--- ASSIGNMENT ---
Find the lines below in which the string "dark" occurs. Copy each one.

--- Saved entries ---

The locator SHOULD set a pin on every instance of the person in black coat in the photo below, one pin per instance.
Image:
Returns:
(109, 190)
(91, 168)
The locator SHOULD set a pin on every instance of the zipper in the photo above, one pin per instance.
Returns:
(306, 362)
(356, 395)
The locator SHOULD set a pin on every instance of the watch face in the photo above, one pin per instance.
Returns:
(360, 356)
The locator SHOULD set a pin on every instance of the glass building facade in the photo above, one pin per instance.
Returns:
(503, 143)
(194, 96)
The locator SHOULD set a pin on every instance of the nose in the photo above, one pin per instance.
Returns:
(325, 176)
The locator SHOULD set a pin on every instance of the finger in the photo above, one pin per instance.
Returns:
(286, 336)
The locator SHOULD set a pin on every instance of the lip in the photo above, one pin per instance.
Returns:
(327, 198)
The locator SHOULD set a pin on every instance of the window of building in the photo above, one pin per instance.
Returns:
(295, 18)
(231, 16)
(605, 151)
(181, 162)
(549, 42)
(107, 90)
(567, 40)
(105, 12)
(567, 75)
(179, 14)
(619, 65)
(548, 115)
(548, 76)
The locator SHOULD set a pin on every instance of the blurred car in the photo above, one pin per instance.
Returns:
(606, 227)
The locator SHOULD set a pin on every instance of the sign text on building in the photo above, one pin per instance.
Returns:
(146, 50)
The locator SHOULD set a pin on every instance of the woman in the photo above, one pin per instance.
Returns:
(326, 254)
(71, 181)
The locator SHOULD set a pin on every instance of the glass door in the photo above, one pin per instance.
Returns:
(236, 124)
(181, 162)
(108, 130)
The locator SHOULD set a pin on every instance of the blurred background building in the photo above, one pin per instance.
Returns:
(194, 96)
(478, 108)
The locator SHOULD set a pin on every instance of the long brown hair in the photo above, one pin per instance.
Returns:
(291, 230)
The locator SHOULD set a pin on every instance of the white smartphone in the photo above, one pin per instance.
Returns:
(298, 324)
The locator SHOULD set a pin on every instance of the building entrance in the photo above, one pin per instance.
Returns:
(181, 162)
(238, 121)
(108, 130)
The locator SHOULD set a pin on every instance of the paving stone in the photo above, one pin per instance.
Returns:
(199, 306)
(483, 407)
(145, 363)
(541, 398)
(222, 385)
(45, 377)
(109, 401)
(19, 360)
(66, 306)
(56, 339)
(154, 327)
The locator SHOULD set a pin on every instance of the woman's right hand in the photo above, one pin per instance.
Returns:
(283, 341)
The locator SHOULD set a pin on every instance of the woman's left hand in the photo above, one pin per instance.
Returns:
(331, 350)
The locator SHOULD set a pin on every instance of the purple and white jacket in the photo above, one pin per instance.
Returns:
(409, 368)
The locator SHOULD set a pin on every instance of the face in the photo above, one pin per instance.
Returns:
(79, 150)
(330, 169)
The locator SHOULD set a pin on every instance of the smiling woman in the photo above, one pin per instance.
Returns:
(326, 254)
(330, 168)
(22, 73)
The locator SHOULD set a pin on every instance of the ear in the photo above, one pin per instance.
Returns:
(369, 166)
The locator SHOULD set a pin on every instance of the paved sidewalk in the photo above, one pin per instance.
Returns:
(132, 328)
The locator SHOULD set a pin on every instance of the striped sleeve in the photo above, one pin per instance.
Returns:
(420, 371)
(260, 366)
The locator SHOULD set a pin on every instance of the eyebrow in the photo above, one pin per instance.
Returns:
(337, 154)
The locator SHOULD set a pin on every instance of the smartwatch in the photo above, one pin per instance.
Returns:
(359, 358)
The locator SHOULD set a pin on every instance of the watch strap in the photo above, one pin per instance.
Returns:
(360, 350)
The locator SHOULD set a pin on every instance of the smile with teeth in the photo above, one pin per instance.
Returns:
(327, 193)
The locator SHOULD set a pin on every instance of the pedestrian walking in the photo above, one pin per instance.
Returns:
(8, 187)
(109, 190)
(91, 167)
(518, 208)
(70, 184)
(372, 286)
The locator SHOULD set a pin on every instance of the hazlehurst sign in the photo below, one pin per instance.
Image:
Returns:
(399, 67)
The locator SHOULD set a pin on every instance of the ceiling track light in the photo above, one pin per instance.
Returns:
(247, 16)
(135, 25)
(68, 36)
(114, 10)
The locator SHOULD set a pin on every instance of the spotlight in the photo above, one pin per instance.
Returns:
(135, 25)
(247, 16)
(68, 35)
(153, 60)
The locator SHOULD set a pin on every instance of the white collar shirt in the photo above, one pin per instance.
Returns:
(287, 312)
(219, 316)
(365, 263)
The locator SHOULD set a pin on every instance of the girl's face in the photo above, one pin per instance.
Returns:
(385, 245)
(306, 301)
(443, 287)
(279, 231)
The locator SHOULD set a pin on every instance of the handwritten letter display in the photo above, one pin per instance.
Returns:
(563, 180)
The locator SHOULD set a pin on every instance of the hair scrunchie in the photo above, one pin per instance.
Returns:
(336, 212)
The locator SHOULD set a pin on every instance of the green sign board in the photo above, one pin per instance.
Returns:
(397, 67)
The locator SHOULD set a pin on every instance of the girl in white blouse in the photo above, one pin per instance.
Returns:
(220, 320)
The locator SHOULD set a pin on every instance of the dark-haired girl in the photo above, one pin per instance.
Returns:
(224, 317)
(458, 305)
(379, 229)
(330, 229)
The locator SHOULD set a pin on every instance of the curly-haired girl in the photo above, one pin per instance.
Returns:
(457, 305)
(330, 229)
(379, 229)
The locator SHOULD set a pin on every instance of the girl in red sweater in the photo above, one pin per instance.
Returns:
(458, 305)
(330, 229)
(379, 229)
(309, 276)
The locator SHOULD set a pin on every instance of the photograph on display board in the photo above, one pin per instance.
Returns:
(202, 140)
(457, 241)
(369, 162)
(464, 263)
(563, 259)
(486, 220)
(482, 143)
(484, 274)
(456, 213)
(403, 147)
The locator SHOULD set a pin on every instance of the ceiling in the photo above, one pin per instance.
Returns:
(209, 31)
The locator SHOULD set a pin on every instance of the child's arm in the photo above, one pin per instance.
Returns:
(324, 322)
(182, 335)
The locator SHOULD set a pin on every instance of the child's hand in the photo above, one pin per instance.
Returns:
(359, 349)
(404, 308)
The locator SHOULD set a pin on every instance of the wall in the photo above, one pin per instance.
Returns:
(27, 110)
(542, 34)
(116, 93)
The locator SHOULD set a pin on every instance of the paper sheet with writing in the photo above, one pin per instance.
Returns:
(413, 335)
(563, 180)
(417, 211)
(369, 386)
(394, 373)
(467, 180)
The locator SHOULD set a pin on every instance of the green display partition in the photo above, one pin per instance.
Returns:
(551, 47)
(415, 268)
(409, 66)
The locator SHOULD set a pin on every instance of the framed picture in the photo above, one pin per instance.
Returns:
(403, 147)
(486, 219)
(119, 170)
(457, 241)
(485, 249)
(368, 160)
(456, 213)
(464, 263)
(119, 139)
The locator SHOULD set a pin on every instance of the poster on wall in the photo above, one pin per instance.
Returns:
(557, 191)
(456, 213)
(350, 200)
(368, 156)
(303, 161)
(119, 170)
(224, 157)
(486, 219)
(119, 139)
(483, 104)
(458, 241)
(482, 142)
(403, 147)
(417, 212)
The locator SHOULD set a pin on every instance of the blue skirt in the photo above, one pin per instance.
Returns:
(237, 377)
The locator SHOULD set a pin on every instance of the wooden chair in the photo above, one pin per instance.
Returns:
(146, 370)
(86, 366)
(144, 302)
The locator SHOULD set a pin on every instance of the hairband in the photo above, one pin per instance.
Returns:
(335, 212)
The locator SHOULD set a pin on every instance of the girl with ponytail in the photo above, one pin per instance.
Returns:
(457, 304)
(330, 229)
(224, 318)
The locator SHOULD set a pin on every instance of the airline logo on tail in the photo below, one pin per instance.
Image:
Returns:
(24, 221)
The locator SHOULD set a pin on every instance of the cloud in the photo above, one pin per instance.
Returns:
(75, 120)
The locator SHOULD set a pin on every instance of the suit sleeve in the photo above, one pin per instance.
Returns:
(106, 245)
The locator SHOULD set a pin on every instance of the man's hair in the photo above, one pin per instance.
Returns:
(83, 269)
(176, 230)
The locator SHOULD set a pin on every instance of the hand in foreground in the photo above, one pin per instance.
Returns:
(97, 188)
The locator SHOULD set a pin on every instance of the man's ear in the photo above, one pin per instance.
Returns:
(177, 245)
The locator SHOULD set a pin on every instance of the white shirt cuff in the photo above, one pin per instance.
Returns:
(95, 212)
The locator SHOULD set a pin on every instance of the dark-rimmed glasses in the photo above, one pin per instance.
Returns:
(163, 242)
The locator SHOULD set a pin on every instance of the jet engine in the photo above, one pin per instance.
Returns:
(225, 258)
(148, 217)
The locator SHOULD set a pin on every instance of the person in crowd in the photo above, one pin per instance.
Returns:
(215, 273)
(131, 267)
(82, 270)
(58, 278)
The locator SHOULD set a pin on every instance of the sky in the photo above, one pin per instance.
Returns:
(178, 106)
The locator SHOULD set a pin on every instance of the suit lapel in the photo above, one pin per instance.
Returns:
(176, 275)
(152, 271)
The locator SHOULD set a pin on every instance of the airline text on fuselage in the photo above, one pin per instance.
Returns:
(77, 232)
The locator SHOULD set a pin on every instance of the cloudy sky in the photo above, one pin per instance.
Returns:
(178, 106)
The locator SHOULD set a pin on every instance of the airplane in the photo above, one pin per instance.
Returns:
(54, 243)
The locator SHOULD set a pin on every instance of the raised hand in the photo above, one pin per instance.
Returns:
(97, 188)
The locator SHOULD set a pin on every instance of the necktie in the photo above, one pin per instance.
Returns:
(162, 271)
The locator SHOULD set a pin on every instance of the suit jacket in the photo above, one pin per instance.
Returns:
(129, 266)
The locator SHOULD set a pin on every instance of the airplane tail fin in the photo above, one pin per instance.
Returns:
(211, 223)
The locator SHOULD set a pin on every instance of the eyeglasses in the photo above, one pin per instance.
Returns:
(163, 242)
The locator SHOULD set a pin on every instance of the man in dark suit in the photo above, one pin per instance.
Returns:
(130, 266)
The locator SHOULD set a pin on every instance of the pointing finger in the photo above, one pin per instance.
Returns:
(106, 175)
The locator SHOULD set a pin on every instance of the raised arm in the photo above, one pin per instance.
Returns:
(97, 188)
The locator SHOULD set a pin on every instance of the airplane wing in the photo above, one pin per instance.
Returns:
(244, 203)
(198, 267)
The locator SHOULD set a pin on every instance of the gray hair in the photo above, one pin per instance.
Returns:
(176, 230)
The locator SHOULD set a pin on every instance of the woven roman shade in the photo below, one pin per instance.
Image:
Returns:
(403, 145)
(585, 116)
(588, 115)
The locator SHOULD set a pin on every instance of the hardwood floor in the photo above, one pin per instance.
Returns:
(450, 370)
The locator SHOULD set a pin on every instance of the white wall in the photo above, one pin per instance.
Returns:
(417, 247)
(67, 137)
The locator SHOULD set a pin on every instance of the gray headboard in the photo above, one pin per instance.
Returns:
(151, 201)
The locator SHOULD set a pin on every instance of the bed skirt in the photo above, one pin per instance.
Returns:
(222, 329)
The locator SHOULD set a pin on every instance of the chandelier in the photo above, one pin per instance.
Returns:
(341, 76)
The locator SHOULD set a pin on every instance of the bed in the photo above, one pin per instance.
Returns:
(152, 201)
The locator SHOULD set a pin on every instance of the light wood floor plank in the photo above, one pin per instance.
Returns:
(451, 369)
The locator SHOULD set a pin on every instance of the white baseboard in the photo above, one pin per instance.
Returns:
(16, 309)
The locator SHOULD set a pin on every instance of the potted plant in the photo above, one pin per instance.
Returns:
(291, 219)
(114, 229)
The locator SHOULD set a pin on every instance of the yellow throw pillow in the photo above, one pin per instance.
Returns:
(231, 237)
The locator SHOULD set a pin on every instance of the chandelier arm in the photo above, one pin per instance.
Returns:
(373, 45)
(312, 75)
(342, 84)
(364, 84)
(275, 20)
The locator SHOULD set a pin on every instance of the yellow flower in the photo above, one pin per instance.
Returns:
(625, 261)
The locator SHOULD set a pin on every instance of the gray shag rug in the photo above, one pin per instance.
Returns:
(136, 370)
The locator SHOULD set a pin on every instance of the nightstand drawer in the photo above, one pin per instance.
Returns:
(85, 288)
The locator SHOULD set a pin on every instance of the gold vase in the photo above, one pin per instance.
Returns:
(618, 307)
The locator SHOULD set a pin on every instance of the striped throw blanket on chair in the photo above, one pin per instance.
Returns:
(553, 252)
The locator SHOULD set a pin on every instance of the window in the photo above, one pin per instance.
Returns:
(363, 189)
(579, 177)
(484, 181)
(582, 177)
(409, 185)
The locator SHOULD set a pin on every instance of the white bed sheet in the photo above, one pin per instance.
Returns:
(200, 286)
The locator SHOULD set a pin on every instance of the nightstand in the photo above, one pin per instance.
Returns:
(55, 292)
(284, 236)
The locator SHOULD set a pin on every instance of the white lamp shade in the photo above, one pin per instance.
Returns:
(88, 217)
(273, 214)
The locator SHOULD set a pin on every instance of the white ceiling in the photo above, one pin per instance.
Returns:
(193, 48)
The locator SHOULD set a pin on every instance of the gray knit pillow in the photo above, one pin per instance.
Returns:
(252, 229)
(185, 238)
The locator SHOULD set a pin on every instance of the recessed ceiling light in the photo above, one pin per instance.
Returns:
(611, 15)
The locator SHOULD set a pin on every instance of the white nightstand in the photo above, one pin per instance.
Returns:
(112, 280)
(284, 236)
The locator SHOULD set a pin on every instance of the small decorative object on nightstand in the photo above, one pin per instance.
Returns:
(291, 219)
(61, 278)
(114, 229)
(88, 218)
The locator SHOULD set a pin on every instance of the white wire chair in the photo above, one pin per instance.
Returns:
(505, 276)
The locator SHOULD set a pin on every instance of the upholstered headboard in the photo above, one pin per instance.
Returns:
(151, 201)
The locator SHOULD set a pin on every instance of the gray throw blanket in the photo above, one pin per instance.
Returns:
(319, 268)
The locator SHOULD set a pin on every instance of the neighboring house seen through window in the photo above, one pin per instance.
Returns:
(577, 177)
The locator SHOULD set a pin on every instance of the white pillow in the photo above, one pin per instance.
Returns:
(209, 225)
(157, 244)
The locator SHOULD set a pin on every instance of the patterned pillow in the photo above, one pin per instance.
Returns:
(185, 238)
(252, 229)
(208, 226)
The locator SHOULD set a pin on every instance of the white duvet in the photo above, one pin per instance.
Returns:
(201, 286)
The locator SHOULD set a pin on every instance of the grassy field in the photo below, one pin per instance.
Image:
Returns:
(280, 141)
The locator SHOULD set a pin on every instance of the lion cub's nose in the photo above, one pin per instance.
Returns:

--- EXERCISE RESULT ---
The locator SHOULD set a pin on every instance of the dark-haired girl in the photo above, one pin per instance.
The locator SHOULD set a pin on every instance of the dark-rimmed glasses in the photo above, one pin per instance.
The locator SHOULD set a pin on every instance of the man in dark suit in the photo above, one pin per instance.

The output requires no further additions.